WORK REQUIRED ▸
From the listing below, reproduce word for word the part that opens with the line containing "Target: grassy meadow" and closes with the line containing "Each instance of the autumn"; reproduce nothing else.

==*==

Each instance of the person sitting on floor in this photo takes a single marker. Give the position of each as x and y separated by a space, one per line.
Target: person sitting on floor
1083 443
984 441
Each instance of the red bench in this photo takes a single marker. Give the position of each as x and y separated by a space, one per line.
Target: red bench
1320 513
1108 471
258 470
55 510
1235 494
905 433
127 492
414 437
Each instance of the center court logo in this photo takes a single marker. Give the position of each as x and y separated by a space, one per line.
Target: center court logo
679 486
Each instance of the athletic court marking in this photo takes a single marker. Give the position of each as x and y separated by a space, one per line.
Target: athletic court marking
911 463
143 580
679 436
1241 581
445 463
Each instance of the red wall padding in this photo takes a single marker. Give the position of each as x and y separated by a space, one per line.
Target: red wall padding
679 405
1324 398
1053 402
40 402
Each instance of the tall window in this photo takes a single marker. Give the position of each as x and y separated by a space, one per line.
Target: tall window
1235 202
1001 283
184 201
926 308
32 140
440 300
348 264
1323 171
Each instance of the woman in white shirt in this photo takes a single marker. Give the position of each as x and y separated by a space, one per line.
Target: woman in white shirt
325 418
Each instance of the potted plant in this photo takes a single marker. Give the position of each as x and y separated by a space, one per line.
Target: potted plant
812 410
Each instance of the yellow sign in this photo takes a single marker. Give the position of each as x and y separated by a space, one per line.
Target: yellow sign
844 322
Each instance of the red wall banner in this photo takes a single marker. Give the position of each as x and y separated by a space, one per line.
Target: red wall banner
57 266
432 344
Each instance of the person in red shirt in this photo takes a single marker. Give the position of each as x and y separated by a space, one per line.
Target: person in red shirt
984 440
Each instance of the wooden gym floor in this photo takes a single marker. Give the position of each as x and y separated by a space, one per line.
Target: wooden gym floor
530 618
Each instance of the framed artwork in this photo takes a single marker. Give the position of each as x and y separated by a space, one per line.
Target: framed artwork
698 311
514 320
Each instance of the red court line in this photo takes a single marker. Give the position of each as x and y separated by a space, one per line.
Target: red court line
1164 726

==*==

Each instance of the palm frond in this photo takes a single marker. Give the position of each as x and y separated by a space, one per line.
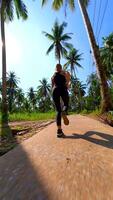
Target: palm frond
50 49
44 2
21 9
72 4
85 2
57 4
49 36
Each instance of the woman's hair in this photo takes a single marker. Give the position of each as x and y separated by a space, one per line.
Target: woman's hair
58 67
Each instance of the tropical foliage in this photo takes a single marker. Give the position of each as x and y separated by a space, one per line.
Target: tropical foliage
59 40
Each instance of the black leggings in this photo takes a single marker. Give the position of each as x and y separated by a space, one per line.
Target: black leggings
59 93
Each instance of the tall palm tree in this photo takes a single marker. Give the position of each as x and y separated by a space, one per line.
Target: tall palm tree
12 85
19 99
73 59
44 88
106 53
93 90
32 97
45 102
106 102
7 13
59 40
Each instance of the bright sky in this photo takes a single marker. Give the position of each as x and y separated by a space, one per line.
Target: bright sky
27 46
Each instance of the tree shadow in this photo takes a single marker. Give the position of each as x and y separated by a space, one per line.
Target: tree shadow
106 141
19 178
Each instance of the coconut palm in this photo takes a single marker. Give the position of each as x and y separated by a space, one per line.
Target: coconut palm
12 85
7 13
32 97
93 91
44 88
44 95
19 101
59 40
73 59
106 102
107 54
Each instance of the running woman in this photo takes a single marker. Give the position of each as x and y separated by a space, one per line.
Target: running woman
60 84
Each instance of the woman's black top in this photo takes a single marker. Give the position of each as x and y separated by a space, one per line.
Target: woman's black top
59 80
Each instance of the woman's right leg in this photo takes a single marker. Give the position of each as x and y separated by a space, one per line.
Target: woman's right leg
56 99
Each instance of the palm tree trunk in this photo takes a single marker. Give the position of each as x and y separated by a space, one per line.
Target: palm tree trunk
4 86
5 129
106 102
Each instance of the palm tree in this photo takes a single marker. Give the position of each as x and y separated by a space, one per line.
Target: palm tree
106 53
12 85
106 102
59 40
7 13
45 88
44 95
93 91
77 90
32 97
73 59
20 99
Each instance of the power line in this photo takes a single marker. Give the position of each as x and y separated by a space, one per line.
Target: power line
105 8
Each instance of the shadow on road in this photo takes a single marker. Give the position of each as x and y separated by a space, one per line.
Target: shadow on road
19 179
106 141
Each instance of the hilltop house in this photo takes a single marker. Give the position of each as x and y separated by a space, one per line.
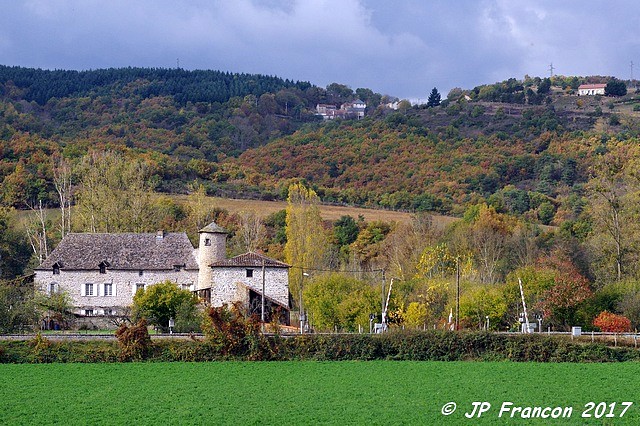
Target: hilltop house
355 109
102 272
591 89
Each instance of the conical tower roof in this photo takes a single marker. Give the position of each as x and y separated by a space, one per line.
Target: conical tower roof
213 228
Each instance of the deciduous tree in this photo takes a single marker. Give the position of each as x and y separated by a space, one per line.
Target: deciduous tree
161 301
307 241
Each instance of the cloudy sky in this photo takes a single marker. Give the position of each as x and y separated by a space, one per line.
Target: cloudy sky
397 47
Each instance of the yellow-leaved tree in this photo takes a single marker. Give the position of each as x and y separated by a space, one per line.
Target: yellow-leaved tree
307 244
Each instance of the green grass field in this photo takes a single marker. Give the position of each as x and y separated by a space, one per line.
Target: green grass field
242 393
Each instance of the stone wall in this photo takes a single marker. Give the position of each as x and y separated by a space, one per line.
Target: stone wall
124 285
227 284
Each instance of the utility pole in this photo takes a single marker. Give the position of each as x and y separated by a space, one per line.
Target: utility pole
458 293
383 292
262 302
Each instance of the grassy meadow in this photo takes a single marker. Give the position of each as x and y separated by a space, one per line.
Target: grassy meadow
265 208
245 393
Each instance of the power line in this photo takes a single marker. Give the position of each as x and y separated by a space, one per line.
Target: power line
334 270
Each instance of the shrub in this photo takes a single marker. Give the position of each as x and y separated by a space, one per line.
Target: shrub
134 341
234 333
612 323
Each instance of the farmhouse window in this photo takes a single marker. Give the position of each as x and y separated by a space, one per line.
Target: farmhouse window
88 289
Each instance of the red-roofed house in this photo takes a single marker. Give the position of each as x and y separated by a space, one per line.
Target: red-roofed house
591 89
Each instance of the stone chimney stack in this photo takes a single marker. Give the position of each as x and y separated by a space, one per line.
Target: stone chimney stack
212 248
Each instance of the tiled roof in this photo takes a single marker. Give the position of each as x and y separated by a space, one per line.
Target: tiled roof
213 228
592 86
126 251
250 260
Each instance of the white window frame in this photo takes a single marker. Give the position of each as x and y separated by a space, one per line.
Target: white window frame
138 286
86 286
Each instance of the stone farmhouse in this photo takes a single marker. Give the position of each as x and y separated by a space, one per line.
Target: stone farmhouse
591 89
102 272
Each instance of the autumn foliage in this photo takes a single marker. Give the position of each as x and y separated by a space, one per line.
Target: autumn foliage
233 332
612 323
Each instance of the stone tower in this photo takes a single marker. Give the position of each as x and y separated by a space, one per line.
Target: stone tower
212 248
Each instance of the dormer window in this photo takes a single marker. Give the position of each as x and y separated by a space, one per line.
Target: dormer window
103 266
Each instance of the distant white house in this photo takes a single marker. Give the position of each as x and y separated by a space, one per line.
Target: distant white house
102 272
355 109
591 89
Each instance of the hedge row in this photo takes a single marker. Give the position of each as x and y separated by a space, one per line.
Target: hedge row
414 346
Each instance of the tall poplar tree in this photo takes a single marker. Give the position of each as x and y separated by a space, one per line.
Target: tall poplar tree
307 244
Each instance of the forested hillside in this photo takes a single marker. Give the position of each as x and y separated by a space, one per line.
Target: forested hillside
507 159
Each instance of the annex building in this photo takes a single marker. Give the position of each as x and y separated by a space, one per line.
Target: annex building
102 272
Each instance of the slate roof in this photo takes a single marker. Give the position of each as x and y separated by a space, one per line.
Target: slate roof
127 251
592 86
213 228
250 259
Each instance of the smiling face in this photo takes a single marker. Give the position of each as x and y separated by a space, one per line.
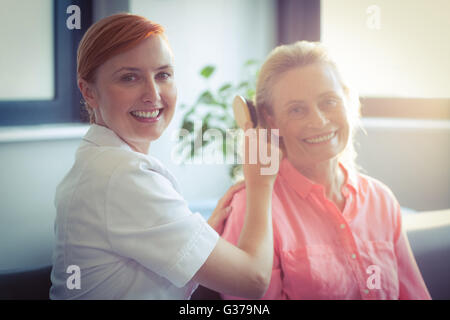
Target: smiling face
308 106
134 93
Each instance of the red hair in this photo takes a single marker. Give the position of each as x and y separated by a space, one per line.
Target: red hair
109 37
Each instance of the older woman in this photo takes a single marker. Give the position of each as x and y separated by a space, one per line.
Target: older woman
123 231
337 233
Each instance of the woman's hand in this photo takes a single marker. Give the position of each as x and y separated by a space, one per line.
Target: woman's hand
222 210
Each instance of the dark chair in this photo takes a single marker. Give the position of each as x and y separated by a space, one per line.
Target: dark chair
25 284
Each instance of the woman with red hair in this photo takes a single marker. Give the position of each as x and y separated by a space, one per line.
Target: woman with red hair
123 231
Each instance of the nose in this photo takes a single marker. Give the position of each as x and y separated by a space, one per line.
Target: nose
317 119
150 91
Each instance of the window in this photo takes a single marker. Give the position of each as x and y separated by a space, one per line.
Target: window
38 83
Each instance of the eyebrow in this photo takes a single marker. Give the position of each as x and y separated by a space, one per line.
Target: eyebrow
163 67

==*==

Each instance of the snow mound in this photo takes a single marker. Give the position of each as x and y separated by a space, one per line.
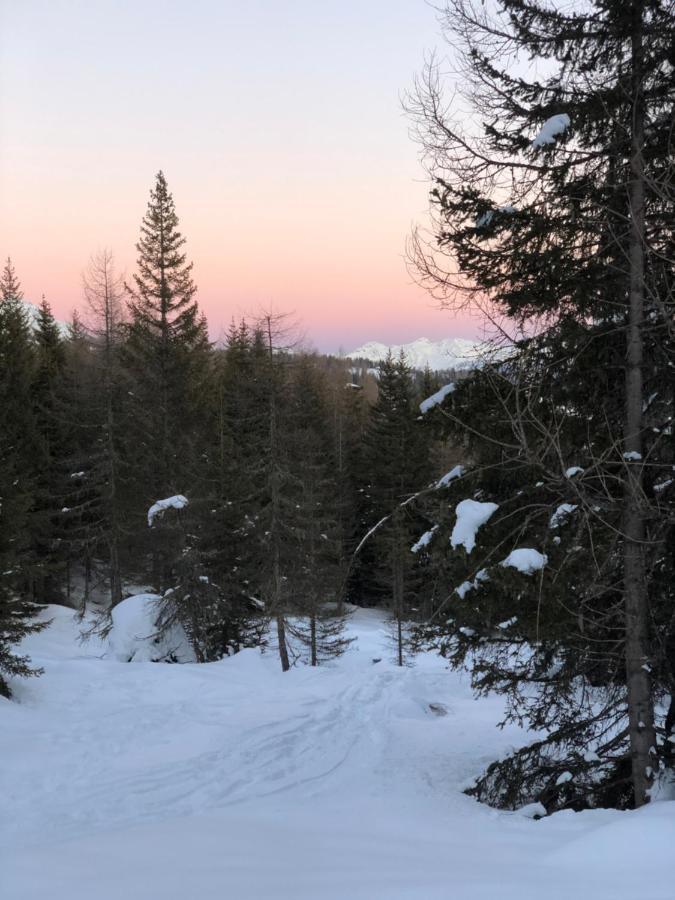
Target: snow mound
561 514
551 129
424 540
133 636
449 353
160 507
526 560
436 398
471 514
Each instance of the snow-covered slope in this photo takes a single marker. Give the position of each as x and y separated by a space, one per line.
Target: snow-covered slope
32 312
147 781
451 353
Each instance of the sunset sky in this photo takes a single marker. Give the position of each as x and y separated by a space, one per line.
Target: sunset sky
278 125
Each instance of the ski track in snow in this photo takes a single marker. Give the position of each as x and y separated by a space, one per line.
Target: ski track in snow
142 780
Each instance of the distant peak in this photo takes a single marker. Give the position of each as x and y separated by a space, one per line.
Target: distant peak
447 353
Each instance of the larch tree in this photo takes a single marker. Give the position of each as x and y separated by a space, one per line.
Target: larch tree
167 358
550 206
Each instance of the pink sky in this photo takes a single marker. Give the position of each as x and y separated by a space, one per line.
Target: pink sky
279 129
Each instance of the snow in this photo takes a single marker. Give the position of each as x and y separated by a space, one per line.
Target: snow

==*==

COMPLETED TASK ▸
Target: grassy meadow
265 208
245 393
Each instance of the power line in this photo takes a single marker. Give the position of each as x and y separated by a space, one per line.
Target: power line
334 270
Each instance of the shrub in this photo takes a single marker. Give the position of each as x and y separated by a space, one per line.
Target: shrub
134 341
234 333
612 323
Each instance of the farmhouse window in this photo takes a single marker. Give the position of each as x and y separated by a space, one per line.
Target: farmhouse window
88 289
Each instance of the red-roofed house in this photo takes a single marker. Give the position of each as x and y separated by a space, one per line.
Target: red-roofed house
591 89
Each instance of the stone chimney stack in this photo takes a single marker. Give the position of each as x and y separated by a space, one per line.
Target: stone chimney stack
212 248
Each instance of the tiled roof in this photo takes a single marker. Give the position of each as x and y separated by a space, one per line.
Target: tiled roof
213 228
592 86
126 251
250 260
Each instance of the white window frame in this photo takes a single marker. Give the position of each as x and y separated by a space, one per line.
Target: white window frame
138 286
86 286
Each instance of the stone farmhouse in this photo takes a single marker. Give the position of each as x and y separated by a space, one per line.
Target: stone farmhouse
591 89
102 272
Each instance of the autumn foliage in this photo takes a single marker. Give the position of each as x and y separated by a space, one per line.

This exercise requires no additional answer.